*TASK INSTRUCTIONS*.
Repeat exactly each line of the data provided below.
══════════════════════════════
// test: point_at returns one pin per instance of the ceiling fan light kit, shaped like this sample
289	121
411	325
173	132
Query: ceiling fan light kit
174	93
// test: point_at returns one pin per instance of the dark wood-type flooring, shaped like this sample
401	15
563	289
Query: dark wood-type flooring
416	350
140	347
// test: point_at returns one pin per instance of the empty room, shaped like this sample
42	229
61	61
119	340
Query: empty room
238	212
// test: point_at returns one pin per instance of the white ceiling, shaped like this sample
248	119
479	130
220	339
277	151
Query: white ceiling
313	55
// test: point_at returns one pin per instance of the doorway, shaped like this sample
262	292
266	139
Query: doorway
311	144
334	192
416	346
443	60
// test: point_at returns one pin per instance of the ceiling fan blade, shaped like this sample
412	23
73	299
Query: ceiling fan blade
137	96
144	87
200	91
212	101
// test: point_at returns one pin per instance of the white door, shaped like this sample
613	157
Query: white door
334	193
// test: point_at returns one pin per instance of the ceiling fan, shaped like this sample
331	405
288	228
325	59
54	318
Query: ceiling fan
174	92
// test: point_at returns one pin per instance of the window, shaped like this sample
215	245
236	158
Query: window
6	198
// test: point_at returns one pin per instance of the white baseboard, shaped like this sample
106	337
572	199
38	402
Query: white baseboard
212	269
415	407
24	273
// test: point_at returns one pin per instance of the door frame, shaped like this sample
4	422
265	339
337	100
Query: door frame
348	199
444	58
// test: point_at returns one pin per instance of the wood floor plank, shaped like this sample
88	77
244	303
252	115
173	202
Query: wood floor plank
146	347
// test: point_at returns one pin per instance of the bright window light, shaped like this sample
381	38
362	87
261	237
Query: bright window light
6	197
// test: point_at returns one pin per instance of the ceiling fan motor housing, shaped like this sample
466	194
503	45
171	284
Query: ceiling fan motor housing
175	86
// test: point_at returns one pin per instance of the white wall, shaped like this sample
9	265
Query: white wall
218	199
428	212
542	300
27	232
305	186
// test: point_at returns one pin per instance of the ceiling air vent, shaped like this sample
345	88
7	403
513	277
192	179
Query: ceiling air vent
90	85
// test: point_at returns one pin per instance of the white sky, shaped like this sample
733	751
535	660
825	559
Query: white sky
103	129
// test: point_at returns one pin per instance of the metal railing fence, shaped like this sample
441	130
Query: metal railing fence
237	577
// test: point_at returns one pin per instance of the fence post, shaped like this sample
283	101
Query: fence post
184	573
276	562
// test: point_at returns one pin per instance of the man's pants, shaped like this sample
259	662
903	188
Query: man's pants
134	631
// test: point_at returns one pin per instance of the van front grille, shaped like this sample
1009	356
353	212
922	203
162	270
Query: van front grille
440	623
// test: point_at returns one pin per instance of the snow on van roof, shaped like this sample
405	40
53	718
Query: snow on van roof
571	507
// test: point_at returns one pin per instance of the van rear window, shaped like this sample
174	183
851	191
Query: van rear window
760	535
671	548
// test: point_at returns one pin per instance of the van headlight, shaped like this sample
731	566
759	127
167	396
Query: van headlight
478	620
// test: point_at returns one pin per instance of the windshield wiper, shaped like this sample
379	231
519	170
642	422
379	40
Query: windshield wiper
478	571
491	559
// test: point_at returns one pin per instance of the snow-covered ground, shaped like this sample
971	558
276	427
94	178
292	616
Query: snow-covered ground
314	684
══════════════════════════════
*ANSWER FOR THE TASK*.
// test: point_at returns one pin per instance of the ceiling fan light kit, shaped like this sample
289	121
411	325
173	132
Query: ceiling fan light kit
174	93
// test: point_at returns one pin per instance of the dark wood-type flooring, shaped like this sample
401	15
563	289
Query: dark wood-type flooring
416	350
140	347
// test: point_at returns one pin per instance of the empty room, shaped like this sample
42	229
61	61
119	340
Query: empty room
238	212
// test: point_at returns one pin per instance of the white ceiling, shaped like this sample
248	119
479	130
220	339
277	151
Query: white ceiling
313	55
// test: point_at returns one pin per instance of the doorway, shaped like this sample
262	292
266	139
Query: doorway
311	144
334	192
416	346
443	60
// test: point_at returns one pin per instance of the ceiling fan blade, shaped like this sample
412	23
73	299
Query: ceiling fan blade
137	96
144	87
200	91
212	101
// test: point_at returns one pin per instance of the white door, shaped like this sample
613	157
Query: white door
334	193
// test: point_at returns one pin per instance of the ceiling fan, shaped like this sample
331	405
288	228
325	59
54	318
Query: ceiling fan
174	92
// test: point_at returns one pin per instance of the window, shaped like this sample
215	245
236	158
Query: window
6	198
// test: point_at returns one pin per instance of the white baseboard, shaped like this sample
106	337
572	199
38	402
Query: white baseboard
212	269
415	407
24	273
// test: point_at returns one pin per instance of the door frame, shaped like this sample
4	422
265	339
337	100
Query: door frame
348	199
444	58
// test: point_at returns one pin per instance of the wood floor plank, shaped like this sample
88	77
244	303
252	115
173	202
Query: wood floor plank
146	347
// test: point_at returns one pin per instance of the bright window light, shaped like this sample
381	38
362	87
261	237
Query: bright window light
6	197
// test: point_at returns one pin per instance of the ceiling fan motor housing, shaped like this sample
466	194
503	45
171	284
Query: ceiling fan motor housing
175	86
// test: point_at returns one pin per instance of the white wall, shaped like this sample
9	265
Query: white wall
218	199
428	212
542	300
27	232
305	186
// test: point_at returns one pin per instance of the ceiling air vent, shaped like this sample
345	88
7	403
513	277
192	179
Query: ceiling air vent
90	85
// test: point_at returns one pin per instance of the white sky, shaped like this sample
733	751
535	660
825	559
Query: white sky
103	129
// test: point_at returns one pin per instance of the metal railing fence, shaped like this sample
441	130
Query: metal railing fence
237	577
// test: point_at returns one pin per instance of the fence post, shaped like this sample
283	101
Query: fence post
184	573
276	562
// test: point_at returns one pin per instance of the man's pants, shaped like this sample
259	662
903	188
Query: man's pants
134	631
// test: point_at returns one pin per instance of the van front grille, shaped like this sample
1009	356
353	212
922	203
162	270
Query: van front grille
440	623
// test: point_at returns one pin per instance of the snow on van roof, shaped like this sample
405	40
53	718
Query: snow on van roof
571	507
// test: point_at returns one pin per instance of the van rear window, shaped like this sample
174	183
851	191
Query: van rear window
760	535
671	548
// test: point_at returns one pin per instance of the van headlight, shaped like this sample
731	566
759	127
167	396
Query: van headlight
478	620
// test: point_at returns one pin per instance of the windshield wiper, shaped like this sample
379	231
519	170
642	422
379	40
Query: windshield wiper
478	571
491	559
// test: point_at returns one pin per instance of the snow-covered ground, shaped like this sample
971	558
276	427
94	178
292	616
Query: snow-covered ground
314	684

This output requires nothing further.